**Stored records:**
= = =
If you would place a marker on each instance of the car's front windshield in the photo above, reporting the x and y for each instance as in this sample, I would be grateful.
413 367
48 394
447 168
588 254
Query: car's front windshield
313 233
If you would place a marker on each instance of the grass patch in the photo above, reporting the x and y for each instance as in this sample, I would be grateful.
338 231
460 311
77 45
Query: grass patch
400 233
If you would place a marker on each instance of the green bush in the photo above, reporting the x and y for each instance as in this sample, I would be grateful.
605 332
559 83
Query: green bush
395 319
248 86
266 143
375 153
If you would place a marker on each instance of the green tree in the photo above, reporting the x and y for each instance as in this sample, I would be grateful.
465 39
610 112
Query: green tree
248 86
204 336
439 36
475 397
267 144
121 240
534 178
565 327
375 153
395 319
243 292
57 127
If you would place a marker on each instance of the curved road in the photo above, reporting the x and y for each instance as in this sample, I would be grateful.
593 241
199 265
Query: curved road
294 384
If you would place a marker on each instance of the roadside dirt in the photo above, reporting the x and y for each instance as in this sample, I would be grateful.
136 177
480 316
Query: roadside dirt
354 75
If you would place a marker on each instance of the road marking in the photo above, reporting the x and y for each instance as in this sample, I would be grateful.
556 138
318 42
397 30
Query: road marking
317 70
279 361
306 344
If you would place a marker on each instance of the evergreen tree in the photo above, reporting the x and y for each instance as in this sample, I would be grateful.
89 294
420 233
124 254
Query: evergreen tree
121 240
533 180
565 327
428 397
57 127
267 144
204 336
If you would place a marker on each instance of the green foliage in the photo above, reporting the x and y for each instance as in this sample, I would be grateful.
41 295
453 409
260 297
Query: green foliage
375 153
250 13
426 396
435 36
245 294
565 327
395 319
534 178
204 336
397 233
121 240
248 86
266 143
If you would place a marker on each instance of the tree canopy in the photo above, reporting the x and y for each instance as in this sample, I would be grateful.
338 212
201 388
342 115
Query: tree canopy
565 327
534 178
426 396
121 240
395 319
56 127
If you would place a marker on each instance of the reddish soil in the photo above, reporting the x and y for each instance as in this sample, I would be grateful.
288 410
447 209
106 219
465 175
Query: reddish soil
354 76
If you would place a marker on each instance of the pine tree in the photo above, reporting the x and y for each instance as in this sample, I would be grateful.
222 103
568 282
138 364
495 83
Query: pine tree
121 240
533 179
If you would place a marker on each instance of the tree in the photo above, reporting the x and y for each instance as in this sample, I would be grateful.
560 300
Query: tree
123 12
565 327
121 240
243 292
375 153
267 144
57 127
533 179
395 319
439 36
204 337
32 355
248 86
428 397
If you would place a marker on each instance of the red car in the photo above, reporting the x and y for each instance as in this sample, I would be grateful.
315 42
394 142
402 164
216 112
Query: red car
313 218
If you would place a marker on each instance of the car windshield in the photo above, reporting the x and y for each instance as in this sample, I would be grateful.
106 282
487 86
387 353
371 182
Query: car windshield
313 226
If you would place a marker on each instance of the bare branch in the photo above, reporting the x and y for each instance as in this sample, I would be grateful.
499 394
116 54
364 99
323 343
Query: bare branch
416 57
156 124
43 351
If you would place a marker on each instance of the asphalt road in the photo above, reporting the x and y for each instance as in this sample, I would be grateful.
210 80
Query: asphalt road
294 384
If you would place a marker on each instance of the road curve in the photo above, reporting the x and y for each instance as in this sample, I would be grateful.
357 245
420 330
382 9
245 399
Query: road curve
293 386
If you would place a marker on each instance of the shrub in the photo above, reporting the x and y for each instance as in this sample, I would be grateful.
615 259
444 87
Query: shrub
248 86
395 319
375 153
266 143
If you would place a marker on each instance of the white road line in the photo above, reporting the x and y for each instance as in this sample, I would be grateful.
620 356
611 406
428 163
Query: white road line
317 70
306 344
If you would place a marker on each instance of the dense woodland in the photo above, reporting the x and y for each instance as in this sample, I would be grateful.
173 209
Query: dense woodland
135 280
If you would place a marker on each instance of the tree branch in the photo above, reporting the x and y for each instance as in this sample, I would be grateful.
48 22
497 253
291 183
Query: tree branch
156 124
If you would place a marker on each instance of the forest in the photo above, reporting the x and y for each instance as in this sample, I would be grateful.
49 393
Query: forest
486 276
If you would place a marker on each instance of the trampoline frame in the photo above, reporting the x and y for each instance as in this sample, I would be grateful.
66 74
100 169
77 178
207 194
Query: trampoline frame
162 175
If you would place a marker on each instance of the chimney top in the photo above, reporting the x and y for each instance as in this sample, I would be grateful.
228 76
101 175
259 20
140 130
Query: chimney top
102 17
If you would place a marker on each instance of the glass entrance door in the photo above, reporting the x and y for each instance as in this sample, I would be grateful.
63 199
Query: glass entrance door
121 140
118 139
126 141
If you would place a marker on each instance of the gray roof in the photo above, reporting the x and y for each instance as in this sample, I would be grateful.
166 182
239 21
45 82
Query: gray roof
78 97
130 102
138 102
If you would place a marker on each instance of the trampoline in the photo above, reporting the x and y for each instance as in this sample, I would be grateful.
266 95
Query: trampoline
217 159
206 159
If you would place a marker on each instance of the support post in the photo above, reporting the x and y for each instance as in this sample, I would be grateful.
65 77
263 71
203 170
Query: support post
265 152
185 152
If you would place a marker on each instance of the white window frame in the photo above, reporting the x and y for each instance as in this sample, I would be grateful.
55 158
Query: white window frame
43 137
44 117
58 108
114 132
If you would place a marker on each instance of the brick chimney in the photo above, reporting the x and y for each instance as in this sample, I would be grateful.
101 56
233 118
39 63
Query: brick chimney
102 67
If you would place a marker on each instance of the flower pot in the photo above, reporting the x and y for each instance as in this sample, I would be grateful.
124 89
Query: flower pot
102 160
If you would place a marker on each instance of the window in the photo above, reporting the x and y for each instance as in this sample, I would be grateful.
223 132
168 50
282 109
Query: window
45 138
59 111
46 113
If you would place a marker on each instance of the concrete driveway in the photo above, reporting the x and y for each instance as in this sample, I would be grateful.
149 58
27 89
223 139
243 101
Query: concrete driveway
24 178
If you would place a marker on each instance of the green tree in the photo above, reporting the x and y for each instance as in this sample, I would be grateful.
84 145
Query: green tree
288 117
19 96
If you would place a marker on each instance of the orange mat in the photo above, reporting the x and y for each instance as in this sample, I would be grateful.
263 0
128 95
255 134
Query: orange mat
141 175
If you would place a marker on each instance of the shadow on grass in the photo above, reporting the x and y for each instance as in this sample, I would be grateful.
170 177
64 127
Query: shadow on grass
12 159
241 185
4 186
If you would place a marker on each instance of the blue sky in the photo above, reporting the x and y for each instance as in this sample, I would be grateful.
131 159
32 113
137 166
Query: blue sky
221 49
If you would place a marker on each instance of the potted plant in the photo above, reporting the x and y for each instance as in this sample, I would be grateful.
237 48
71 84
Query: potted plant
= = =
**WHAT IS REQUIRED:**
When you answer, set down the entries above precisely as they read.

**SOLUTION:**
If you would place a marker on each instance of the car's front windshield in the photo above, reporting the x and y for each instance as in this sample, I would be grateful.
413 367
48 394
447 168
588 254
Query: car's front windshield
313 233
If you would place a marker on each instance of the grass patch in the photo above, reporting the x and y for each instance as in this sample, I would be grateful.
338 231
460 311
77 45
Query: grass patch
400 233
If you would place a marker on each instance of the green bush in the photo above, reporting the x and y for each instance as in this sample, I would be grateful.
605 332
559 83
Query: green bush
395 319
248 86
266 143
375 153
If you would place a marker on each instance of the green tree in the photo above, reporting the x and y for each instance as in this sample, I would be grateful.
465 39
610 112
Query: green tree
248 86
204 336
439 36
475 397
267 144
121 240
534 178
565 327
375 153
395 319
243 292
57 127
If you would place a marker on each instance of the curved road in the photo above, reporting the x and y for each instance as in this sample, I would be grateful.
593 241
199 265
Query: curved road
294 384
If you would place a marker on each instance of the roadside dirt in the photo above, reporting the x and y for each instance as in this sample, I would be grateful.
136 177
480 316
Query: roadside dirt
354 75
If you would place a marker on each instance of the road marking in the photo above, reporting the x and y for each instance as in this sample, I would be grateful.
556 138
318 42
397 30
Query: road marking
317 70
279 361
306 344
If you would place a marker on each instance of the evergreen tree in the photo above, reporting the x and y for each instance as in this sample, I would be grateful.
89 294
420 233
124 254
Query: evergreen tree
121 240
533 180
565 327
428 397
57 127
267 144
204 336
If you would place a marker on each instance of the green foliage in the photo above, reporting the x and y for each instance as in this sample, I would be grateful.
41 295
453 409
260 297
Query: green foliage
375 153
250 13
426 396
435 36
245 294
565 327
395 319
534 178
204 336
397 233
121 240
248 86
266 143
If you would place a marker on each instance of the tree canopy in the photo above, reporting the x and y for each instance as in this sample, I would be grateful.
338 212
201 388
342 115
Query: tree canopy
565 327
534 178
426 396
121 240
395 319
56 127
If you would place a marker on each instance of the reddish soil in the photo above, reporting the x and y for each instance as in this sample, I would be grateful.
288 410
447 209
106 219
465 175
Query: reddish soil
354 76
If you would place a marker on each instance of the pine tree in the photo above, reporting the x and y for each instance as in this sample, I would be grateful.
222 103
568 282
138 364
495 83
Query: pine tree
121 240
533 179
If you would place a marker on each instance of the tree in the photo above, reporting the x and y for each instance as in this sample, I would be grateful.
560 300
Query: tree
123 12
565 327
121 240
243 292
375 153
267 144
57 127
533 179
395 319
439 36
204 337
32 355
248 86
428 397
If you would place a marker on each instance of the red car in the photo above, reporting the x and y for each instance as in this sample, I would be grateful.
315 42
394 142
402 164
216 112
Query: red car
313 218
If you would place a marker on each instance of the car windshield in the photo above, reporting the x and y for each instance as in this sample, I would be grateful.
106 282
487 86
387 353
371 182
Query: car windshield
313 226
If you would place a marker on each instance of the bare branch in the photo above, reporting the x and y for each instance as in this sample, I would be grateful.
499 394
116 54
364 99
323 343
Query: bare branch
416 57
156 124
43 351
If you would place a marker on each instance of the asphalt road in the photo above, reporting the x and y for each instance as in this sample, I would be grateful.
210 80
Query: asphalt road
294 384
If you would place a marker on each instance of the road curve in the photo above, reporting the x and y for each instance as in this sample, I would be grateful.
357 245
420 330
382 9
245 399
Query: road curve
293 386
If you would place a marker on each instance of the shrub in the photo above, reporting the x and y for each instance as in this sample, I would be grateful.
615 259
444 87
Query: shrub
248 86
395 319
375 153
266 143
If you would place a marker on each instance of the white road line in the photo above, reporting the x and y for each instance as in this sample, I would be grateful.
620 356
611 406
428 163
Query: white road line
317 70
306 344
If you would place a marker on each instance of the dense woodland in the photo above, reporting the x and y for each instance as in this sample, I would be grateful.
173 209
Query: dense woodland
135 280
If you would place a marker on each instance of the tree branch in the photo above, reporting the x and y for each instance as in this sample, I would be grateful.
48 22
497 253
291 183
Query: tree branch
156 124
If you would place a marker on each instance of the forest in the photo above, reporting the x and y for each instance as in this sample, I would be grateful.
49 393
Query: forest
486 276
If you would place a marker on each instance of the trampoline frame in the photo above, reporting the x and y for each instance as in this sample, I would be grateful.
66 74
100 169
77 178
207 194
Query: trampoline frame
162 175
If you would place a marker on each instance of the chimney top in the photo above, reporting the x and y for each instance as in this sample, I would be grateful.
228 76
101 175
259 20
140 130
Query: chimney top
102 17
If you would place a marker on each instance of the glass entrance door in the photo above, reporting the x and y for each instance as in this sample, I would be grateful.
63 199
Query: glass entrance door
121 140
118 139
126 141
If you would place a marker on each instance of the gray roof in the photo above, reporting the x and y for each instance as in this sample, I would be grateful.
166 182
239 21
45 82
Query: gray roof
78 97
130 102
138 102
If you would place a marker on each instance of the trampoline in the photo above, reporting the x and y for each instance as in this sample, I would be grateful.
266 95
Query: trampoline
217 159
206 159
If you would place a marker on each instance of the support post in the photo above, reporting the x and y for each instance as in this sample, I would be grateful.
65 77
263 71
203 170
Query: support post
265 152
185 152
If you would place a marker on each instance of the white window frame in the photo above, reporting the x and y for each instance as in this sample, I would be grateful.
55 158
Query: white window frame
43 137
44 117
58 108
114 132
If you would place a marker on each instance of the brick chimney in the photo above, reporting the x and y for each instance as in this sample, I would be grateful.
101 56
233 118
39 63
Query: brick chimney
102 67
If you would place a marker on each instance of the flower pot in the photo above, reporting the x and y for each instance as in this sample, I would be grateful.
124 89
Query: flower pot
102 160
If you would place a marker on each instance of the window in the photo above, reporting the x and y for each instance as in this sample, I would be grateful.
223 132
168 50
282 109
Query: window
45 138
59 111
46 113
If you would place a marker on each instance of the concrete driveway in the photo above, reporting the x and y for each instance as in this sample, I would be grateful.
149 58
27 89
223 139
243 101
Query: concrete driveway
24 178
If you would place a marker on each instance of the green tree in the photo above, reporting the x and y for each instance as in this sample, I would be grateful.
84 145
Query: green tree
288 117
19 96
If you would place a marker on each instance of the orange mat in the photo above, reporting the x and y for each instance as in this sample, I would be grateful.
263 0
128 95
255 134
Query: orange mat
141 175
If you would place a marker on each instance of the shadow on grass in the photo above, reporting the x and y for each instance as in this sample, I would be grateful.
170 177
64 127
Query: shadow on grass
12 159
241 185
4 186
If you would place a marker on each instance of the blue sky in the photo above, reporting the x and y for each instance as in this sample, I would be grateful.
131 159
32 113
137 166
Query: blue sky
221 49
If you would place a marker on each instance of the potted plant in the photo above, reporting the x and y for each instance as in this sample, I would be grateful.
237 48
71 84
Query: potted plant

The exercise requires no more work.